The task
Every record must be retyped as it stands.

Saved entries
....................
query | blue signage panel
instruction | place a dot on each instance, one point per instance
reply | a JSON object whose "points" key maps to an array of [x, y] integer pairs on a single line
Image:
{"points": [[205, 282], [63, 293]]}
....................
Answer to the problem
query | blue signage panel
instruction | place a dot on each instance, one point per instance
reply | a JSON object whose "points" key maps to an array of [x, y] integer pairs on a single line
Image:
{"points": [[205, 282], [63, 293]]}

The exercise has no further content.